_本文抜粋_:
**********

青い春

『青い春』 監督:豊田利晃 2001

(松田龍平とTHE MICHELLE GUN ELEPHANTにホイホイされて軽い気持ちで観たら精神ぶん殴られましたシリーズ。この後同監督の『ナイン・ソウルズ』も観てさらにダメージを負うのだが、それはまた別の機会があれば書こうかと思う)

 凄いパワーを持った作品。観賞中ずっと肩に力が入りっぱなしだったことに終わってからようやく気がついた。それぞれの「青い春」の生き様とその終わりが心に刺さる。皆何かに必死で、それは将来の事などまるで見据えてはいないのだけれど、きっとあの瞬間にそれ以外に大切な物は存在しないのだ。
 ベランダ・ゲームで新しく番長となった九條はそもそも学校を仕切る事に興味はなかった。ではなぜベランダ・ゲームに参加したのだろう。きっと彼は常に漠然としたもっと先の何かをひたすら見つめていたのだろう。漠然と、その正体を掴む事に躍起になるわけでもなくしかし目を逸らす事なく見つめていた。そういう人間が一番恐怖に強いというのは、少し恐ろしいような気もしてくる。
 番長となった九條はただ変わらず毎日を過ごしているのに対して、周りの反応は様々だ。恐ろしい奴だと勝手に恐怖する者、たかが一回の根性試しでいい気になってるんじゃないと嘗めてかかる者…その中でも一番九條の行動に反応していたのは親友の青木だった。青木は九條が後輩達に嘗められている事が気が気ではない。苛立ちを募らせる青木に対して九條はお前の方が番を張るのに向いてるよ、と言う。青木はずっと九條と一緒に成長してきたから、きっと自分が彼に遥か及ばない事を、どこかで判ってしまっているのだと思う。理由はわからない、しかし確かにこいつに自分は敵わないんだと…その相手が自分の親友だからこそ、青木にはその苛立ちのやり場がなかったのだ。

**********

_次の課題_:
1: 『青い春』の感想文で、九條の親友として書かれている人物は誰か。
2: 『青い春』の感想文を、最後の文の後から書き継いでください。

_データ_:
**********

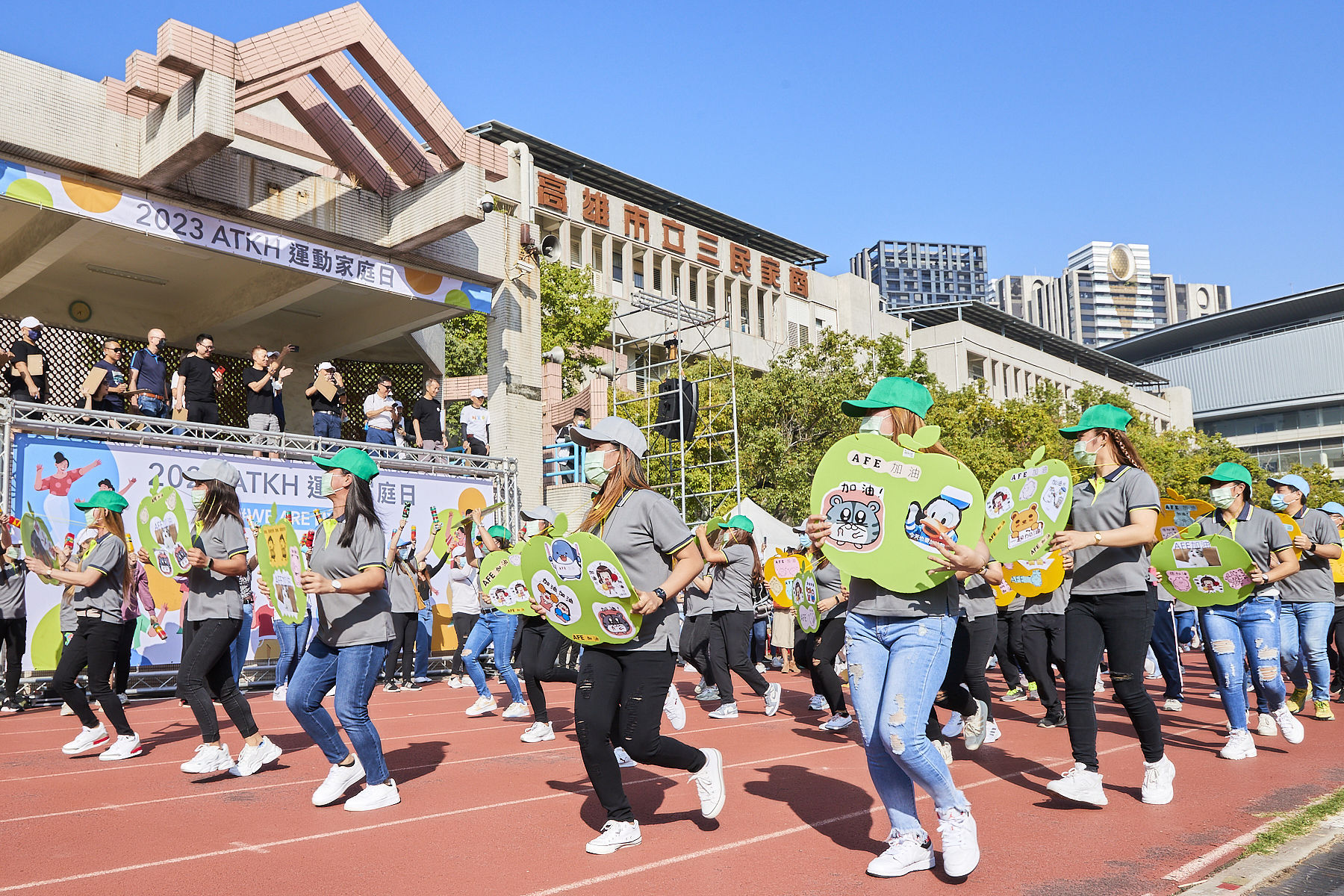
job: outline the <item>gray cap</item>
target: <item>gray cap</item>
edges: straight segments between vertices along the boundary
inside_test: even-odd
[[[644,457],[649,450],[649,439],[645,438],[644,430],[622,416],[603,416],[591,429],[575,426],[570,433],[570,438],[583,447],[593,447],[598,442],[613,442],[630,449],[636,457]]]
[[[194,466],[185,473],[184,477],[192,482],[208,482],[215,480],[223,482],[230,488],[238,488],[238,484],[243,481],[243,474],[238,472],[238,467],[228,461],[220,461],[219,458],[210,458],[204,461],[200,466]]]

**********

_課題の解答_:
1: 青木。

2:
 どこ吹く風の態度を貫き続けるかと思われた九條が初めて行動を起こすのが、青木が散々な目に遭わされた時だ。今まで自分がどう陰口を叩かれようと気にも止めなかった九條が、金属バットを片手に無表情で報復する。九條は番長の力を見せつける為にやったのではなく、ただ青木の為にやったのだ。それが余計に青木の惨めな思いを増幅させる事に九條は気がつかない。
 目指す世界に手が届かなかった。描いた筈の将来を見失った。そうした思いがふとしたきっかけで歪んだ方向に進んでしまうのは、彼等が青い春の真只中にいるからだ。様々な形で一人、また一人と青い春を終わらせてゆく同級生達を、九條はただ屋上から見続けている。やがて彼はまだ見ぬ外の世界に出口を見出し、そこへの一歩を静かに一人で歩み始める。
 しかし青木はまだ青い春の中で苦しんでいる。九條の隣に決して並び立てない事を、彼はきっともう判っているはずだ。しかしそれでは終われない、どうしようもならないのだ。些細なきっかけから打倒九條を掲げ後輩を舎弟として連れ歩くようになった彼の「こうでしか息ができない」様子はとても痛々しく哀しい。
 青木はただ九條に近づこうとする。青木だけがいつまでも九條の心に近づき寄り添いたいと思い続けているのに、当の九條はそれに気がつかない。いつだって苦しみを負うのは追いつけない側だ。ある日青木は屋上に一人立ち続ける。日が暮れて生徒がみな帰り、やがて車のライトがいくつも通り過ぎ、街が寝静まっても立ち続け、ついに夜明けの頃に彼はようやく九條が見ていた物を理解する。
 「今ここで終わってもいい」青木の青い春の出口は、あの形でしか成り得なかったのだろう。ただ純粋に、ひたすら馬鹿みたいに九條を追い続けた青木は13回手を叩いた瞬間確かに同じところに立っていた。
 決して届く事はないと判ってしまった存在をいっそ憎む事ができたなら、どんなに楽だっただろうか。一番譲れない物だからこそ、そこに執着し続ける事は死を意味する。それでもその潔さがとても眩しくて、とても悲しかった。

 

*壁打ち的なメモ*

  • 松田龍平のあの色気はなんなんだ。目線もそうなのだが、あの唇がすごい…『ぼくのエリ』で主役を演じたカーレ・ヘーデブラントを思わせる色気。ぞくりとした。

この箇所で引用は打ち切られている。